# WHAT YOU HAVE TO DO:
Leaving out every image, restate all the records word for word.

(Referring expression pointing data)

◇ ◇ ◇

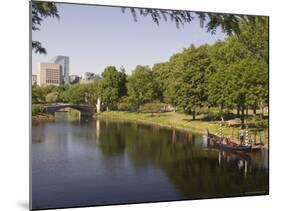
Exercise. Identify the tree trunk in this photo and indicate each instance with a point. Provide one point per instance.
(243, 113)
(193, 115)
(255, 108)
(221, 108)
(238, 110)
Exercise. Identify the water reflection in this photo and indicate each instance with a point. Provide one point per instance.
(89, 162)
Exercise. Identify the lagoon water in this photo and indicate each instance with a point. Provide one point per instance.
(96, 162)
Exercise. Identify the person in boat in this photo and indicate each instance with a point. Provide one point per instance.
(241, 134)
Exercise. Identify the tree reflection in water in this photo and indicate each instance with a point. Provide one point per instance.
(194, 170)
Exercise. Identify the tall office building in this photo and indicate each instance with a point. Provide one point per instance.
(49, 73)
(88, 77)
(64, 62)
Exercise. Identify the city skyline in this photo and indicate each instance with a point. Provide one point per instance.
(127, 43)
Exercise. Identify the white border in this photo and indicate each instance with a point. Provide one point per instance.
(14, 104)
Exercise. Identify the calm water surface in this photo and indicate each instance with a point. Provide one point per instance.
(94, 162)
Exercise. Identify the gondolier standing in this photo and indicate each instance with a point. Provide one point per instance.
(241, 134)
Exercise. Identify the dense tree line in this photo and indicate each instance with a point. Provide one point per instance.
(227, 74)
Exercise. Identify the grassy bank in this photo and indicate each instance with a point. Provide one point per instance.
(174, 120)
(42, 117)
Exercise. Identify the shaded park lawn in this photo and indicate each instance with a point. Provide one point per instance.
(176, 120)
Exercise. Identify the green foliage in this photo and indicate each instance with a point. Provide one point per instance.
(74, 112)
(112, 86)
(152, 108)
(229, 23)
(52, 97)
(140, 86)
(40, 10)
(37, 109)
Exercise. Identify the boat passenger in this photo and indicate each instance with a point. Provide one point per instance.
(241, 134)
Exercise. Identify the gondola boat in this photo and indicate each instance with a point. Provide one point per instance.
(227, 144)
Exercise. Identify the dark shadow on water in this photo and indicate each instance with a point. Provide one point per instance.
(24, 205)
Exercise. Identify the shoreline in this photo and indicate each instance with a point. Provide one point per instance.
(42, 118)
(164, 120)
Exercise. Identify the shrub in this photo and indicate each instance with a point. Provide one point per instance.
(152, 108)
(37, 109)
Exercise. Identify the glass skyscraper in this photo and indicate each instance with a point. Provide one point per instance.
(64, 62)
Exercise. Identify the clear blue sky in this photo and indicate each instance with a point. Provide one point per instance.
(96, 36)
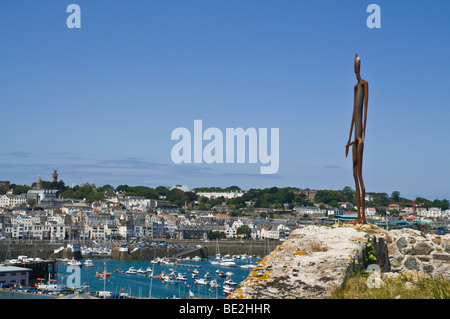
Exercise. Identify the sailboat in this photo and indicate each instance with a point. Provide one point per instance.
(216, 260)
(104, 274)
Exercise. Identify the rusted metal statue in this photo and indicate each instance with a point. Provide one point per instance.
(361, 96)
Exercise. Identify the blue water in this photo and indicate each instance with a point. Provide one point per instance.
(139, 285)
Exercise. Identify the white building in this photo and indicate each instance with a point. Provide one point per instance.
(12, 200)
(270, 233)
(12, 275)
(231, 232)
(226, 195)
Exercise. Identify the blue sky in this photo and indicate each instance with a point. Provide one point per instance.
(99, 103)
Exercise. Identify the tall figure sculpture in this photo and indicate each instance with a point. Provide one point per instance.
(361, 96)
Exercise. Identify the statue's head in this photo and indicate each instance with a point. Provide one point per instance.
(357, 67)
(357, 63)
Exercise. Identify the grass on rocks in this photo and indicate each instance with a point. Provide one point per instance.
(401, 287)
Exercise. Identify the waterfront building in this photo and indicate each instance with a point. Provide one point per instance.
(12, 200)
(226, 195)
(12, 275)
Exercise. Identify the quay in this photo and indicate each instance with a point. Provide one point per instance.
(39, 269)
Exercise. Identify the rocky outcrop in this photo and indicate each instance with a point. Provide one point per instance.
(414, 250)
(316, 259)
(310, 263)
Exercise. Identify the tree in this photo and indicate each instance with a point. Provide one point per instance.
(20, 189)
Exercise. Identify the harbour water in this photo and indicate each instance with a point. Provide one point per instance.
(140, 285)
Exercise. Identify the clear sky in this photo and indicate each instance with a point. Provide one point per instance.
(99, 103)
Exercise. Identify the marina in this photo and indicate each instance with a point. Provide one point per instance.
(142, 279)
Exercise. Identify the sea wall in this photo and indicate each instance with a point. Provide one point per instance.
(310, 263)
(316, 259)
(417, 251)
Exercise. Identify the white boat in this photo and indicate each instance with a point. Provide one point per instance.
(141, 271)
(88, 263)
(227, 263)
(74, 262)
(230, 282)
(227, 290)
(131, 271)
(201, 281)
(181, 276)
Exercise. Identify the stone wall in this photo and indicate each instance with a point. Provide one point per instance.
(316, 259)
(413, 250)
(310, 263)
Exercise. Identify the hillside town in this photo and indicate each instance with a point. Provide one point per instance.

◇ ◇ ◇

# TASK ANSWER:
Exercise. Identify the tree trunk in this photo and indicate each instance with a point. Provide one point per instance.
(243, 113)
(193, 115)
(255, 108)
(221, 108)
(238, 110)
Exercise. Identify the water reflection in this photo and indicate each instance with a point. Provide one point per instance.
(89, 162)
Exercise. Identify the lagoon water in this photo and indicate each instance with a point. Provide one point per instance.
(96, 162)
Exercise. Identify the person in boat in this photo and indicate each instance with a point. Provide one point per instance.
(241, 134)
Exercise. Identify the tree reflection in water in this photo and indicate each instance with a point. Provide one point per instance.
(194, 170)
Exercise. Identify the tall office building in this photo and indicate each instance with a point. Provide one point per instance.
(49, 73)
(88, 77)
(64, 62)
Exercise. Identify the city skyline in this photo and indicate each instance with a point. Provide one point per instance.
(127, 43)
Exercise. Identify the white border in this photo and indicate each instance with a point. Provide one point per instance.
(14, 104)
Exercise. Identify the calm water surface in this photo and indicate each instance with a point. Provide one point per instance.
(94, 162)
Exercise. Identify the gondolier standing in this photo and indicate each instance with a point. Provide one point per instance.
(241, 134)
Exercise. Identify the dense tree line in this photo and indicate each instance with a point. Provide one point per instance.
(227, 74)
Exercise. Identify the grassy bank in this photo and indicate each instance with a point. Provide one point per instance.
(174, 120)
(42, 117)
Exercise. Identify the shaded park lawn in this photo and indicate each instance with a point. Provide one point per instance.
(176, 120)
Exercise. Identify the green foliage in this photo and indicate each instance with a point. Provide one point per instance.
(74, 112)
(112, 86)
(152, 108)
(229, 23)
(52, 97)
(140, 86)
(40, 10)
(37, 109)
Exercise. Identify the boat passenger in this photo and indicate each instance with a point. Provide one point per instance.
(241, 134)
Exercise. Identify the gondola boat in this photo and indicate each instance with a point. Provide one point per instance.
(227, 144)
Exercise. Identify the dark shadow on water in this photo and indicate each instance with a point. Provide one point per instance.
(24, 205)
Exercise. Identify the shoreline in this photo and indicate each instance with a point. Provide one point per instance.
(42, 118)
(164, 120)
Exercise. Identify the shrub in this photo and indicate each instance with a point. Provide one point per instance.
(152, 108)
(37, 109)
Exercise. Identify the glass skyscraper in this photo and indicate each instance with a point. Provide one point per instance.
(64, 62)
Exercise. Identify the clear blue sky in this photo and indicate each instance with a point. Provide one point per instance.
(96, 36)
Exercise. Identify the sailboat in this photo and indicate each instance with a point. Provide one point per instance.
(216, 260)
(104, 274)
Exercise. Identify the rusted metal statue in this photo and indicate each instance with a point. Provide one point per instance.
(361, 96)
Exercise. Identify the blue water in this photo and indicate each instance with a point. Provide one point per instance.
(139, 285)
Exercise. Identify the white building in this photo and indicate each instance with a point. Provide one point per instance.
(12, 200)
(270, 233)
(12, 275)
(231, 232)
(226, 195)
Exercise. Identify the blue sky in this photo and indicate each instance with a point. Provide one point per instance.
(99, 103)
Exercise. Identify the tall figure sculpture in this photo and indicate each instance with a point. Provide one point per instance.
(361, 96)
Exercise. Identify the statue's head in this photo and indicate each instance with a point. Provide one point per instance.
(357, 67)
(357, 63)
Exercise. Identify the grass on rocks in this photo and indicate each instance with a point. Provide one point per instance.
(401, 287)
Exercise. Identify the waterfront building in this photo and indicate each instance with a point. Provide one point per instance.
(12, 200)
(226, 195)
(12, 275)
Exercise. Identify the quay in this photo and indicate each instance with a point. Provide one point per instance.
(39, 269)
Exercise. Identify the rocky outcrop in this photo and indicate each instance with a point. Provide one point per instance.
(414, 250)
(316, 259)
(310, 263)
Exercise. Identify the tree in this photo and indicate each instance with a point. Provide one point per instance.
(20, 189)
Exercise. Identify the harbour water in this photo and indicate each instance with a point. Provide one point per instance.
(140, 285)
Exercise. Identify the clear sky in this photo and indicate each instance with a point. Provide one point per instance.
(99, 103)
Exercise. Identify the marina in this photo and indicate each instance with a point. Provide one point per instance.
(142, 279)
Exercise. Identify the sea wall in this photo and indicate each instance with a point. Provide one point per instance.
(310, 263)
(316, 259)
(417, 251)
Exercise. Identify the white boat in this photo and indicate each instance with a point. Provide one point per instance.
(141, 271)
(88, 263)
(227, 263)
(74, 262)
(230, 282)
(227, 290)
(131, 271)
(201, 281)
(181, 276)
Exercise. Identify the stone wall in this photo and indicate each instance with a point. Provide one point per instance.
(316, 259)
(413, 250)
(310, 263)
Exercise. Identify the hillside town in this photo and indicate each instance with a point. Provide one point per instance.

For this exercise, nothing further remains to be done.